- [EXTRACT]:

The Spiral Is Running Right Now
KFF studied 318 small-group insurer filings for 2026. The median proposed rate increase: 11 percent. The underlying rise in medical costs: 9 percent. Those two numbers should be the same. They are not.
That two-point gap is not greed. It is the fingerprint of a pool losing its healthiest members. Insurers wrote it down in their own filings, naming enrollment declines and worse risk pool health as direct causes. They are not hiding it. They are documenting it in the rate justifications they submit to state regulators.
The problem is not that your broker is dishonest. The problem is that auto-renewal assumes the pool is stable. It is not stable. It is contracting, and every firm that exits shifts its share of the risk onto you.
The KFF 2025 survey found that 37 percent of small firms now use level-funded plans. In 2019, that figure was 7 percent. ICHRA adoption grew 52 percent in a single year. That is not a slow drift toward new options. That is a mass exit from the fully insured pool. Every one of those firms took their healthier, cheaper employees with them. The firms still auto-renewing are left holding the bag.
The Fix Is Not a Better Broker
The real fix is a decision model that runs before the broker meeting. Not after. Once that is clear, three moves follow from it.
Move 1: Run Three Quotes on One Sheet
Before your next renewal, get three numbers in the same file: the fully insured renewal, a level-funded quote, and an ICHRA allowance model. Level-funded plans set a fixed monthly cost with a stop-loss cap on large claims. If claims come in low, the surplus comes back to you, not the insurer. ICHRA, short for Individual Coverage Health Reimbursement Arrangement, lets you set a fixed tax-free amount for each employee to buy their own plan on the open market. Both are real structures running at scale, not theory.

(Image point grounding data)

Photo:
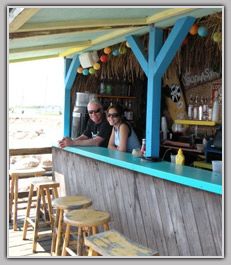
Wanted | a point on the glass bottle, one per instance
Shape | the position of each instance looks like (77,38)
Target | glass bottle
(143,147)
(190,108)
(195,109)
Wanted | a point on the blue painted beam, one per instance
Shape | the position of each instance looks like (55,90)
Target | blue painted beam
(69,81)
(159,59)
(172,44)
(153,94)
(139,52)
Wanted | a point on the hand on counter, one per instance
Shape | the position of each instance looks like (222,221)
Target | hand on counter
(66,141)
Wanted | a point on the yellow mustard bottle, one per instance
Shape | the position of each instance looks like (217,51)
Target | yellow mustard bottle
(180,157)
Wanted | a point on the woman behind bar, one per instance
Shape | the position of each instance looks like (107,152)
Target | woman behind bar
(123,137)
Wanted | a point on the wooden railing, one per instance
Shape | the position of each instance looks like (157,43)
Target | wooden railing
(30,151)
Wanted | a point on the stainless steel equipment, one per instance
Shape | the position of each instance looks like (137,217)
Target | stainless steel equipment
(79,114)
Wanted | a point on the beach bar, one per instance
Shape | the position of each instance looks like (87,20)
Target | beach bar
(164,66)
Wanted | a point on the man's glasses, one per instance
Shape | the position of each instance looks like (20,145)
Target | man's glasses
(113,115)
(94,111)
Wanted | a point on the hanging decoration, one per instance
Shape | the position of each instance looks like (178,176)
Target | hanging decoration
(85,71)
(107,50)
(79,70)
(194,29)
(115,52)
(91,71)
(217,37)
(103,58)
(96,66)
(202,31)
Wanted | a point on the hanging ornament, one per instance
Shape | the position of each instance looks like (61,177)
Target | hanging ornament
(202,31)
(96,66)
(103,58)
(194,29)
(217,37)
(115,52)
(107,50)
(80,70)
(185,41)
(85,71)
(122,50)
(127,44)
(91,71)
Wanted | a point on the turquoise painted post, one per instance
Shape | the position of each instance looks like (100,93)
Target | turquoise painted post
(159,59)
(153,94)
(69,81)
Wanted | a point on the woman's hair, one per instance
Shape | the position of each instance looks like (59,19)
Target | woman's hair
(118,108)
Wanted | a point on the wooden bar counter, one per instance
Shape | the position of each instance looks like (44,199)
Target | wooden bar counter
(174,209)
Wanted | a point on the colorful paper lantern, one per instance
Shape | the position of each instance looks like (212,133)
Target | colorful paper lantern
(107,50)
(217,37)
(185,41)
(96,66)
(194,29)
(127,44)
(85,71)
(80,70)
(122,50)
(103,58)
(91,71)
(202,31)
(115,52)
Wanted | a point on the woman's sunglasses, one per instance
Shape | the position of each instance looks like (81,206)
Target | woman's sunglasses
(113,115)
(94,111)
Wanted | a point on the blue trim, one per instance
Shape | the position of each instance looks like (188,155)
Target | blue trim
(153,95)
(69,81)
(172,44)
(138,51)
(185,175)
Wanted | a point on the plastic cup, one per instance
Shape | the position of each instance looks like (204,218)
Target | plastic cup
(217,166)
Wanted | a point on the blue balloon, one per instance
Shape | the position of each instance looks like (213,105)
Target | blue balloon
(202,31)
(115,52)
(85,71)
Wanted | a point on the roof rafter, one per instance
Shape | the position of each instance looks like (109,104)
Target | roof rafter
(18,21)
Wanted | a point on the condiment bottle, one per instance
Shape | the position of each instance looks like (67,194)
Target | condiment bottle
(180,157)
(143,147)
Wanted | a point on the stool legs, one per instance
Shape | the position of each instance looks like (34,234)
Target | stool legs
(25,225)
(15,203)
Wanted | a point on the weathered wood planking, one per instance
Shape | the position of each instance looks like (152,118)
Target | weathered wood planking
(174,219)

- [EXERCISE TASKS]:
a. Translate this sentence from the article on small-group insurance rates into Spanish: "Level-funded plans set a fixed monthly cost with a stop-loss cap on large claims."
b. Pick up the article on small-group insurance rates after its last sentence and carry it forward.

- [ANSWERS TO THE EXERCISE]:
a. Los planes con financiamiento nivelado establecen un costo mensual fijo con un límite de pérdidas (stop-loss) para las reclamaciones grandes.

b.
This is the part that takes work. It means finding a broker or benefits advisor who handles all three structures, not just the one that pays the highest commission. Most firms never take this step, which is why most firms never see the gap.
Move 2: Measure the Gap in Real Dollars
The average annual single premium for a small firm runs near $9,211. Level-funded plans cost an average of 19 percent less than fully insured. On a 10-person team at single coverage, that is roughly $17,500 a year back in your pocket. The number will vary by your claims history and your team's age mix, but the gap is large enough that ignoring it is a choice with a price tag.
Move 3: Lock the Comparison into Your Annual Cycle
Run all three models every year, not once. The pool changes each renewal period. The firms that left last year pushed their risk onto you. One snapshot tells you where you stood. It does not tell you where you stand now. The math keeps moving, so the comparison has to repeat.
What One Cycle Shows
Running this for one renewal period does something the old advice never did.
You see how much of your increase comes from medical costs and how much comes from pool shrinkage. You find out whether your broker quotes all three structures or steers you toward one. You learn if your claims history qualifies you for a surplus refund under level-funding. You stop guessing whether the renewal is fair. You have a number to measure it against.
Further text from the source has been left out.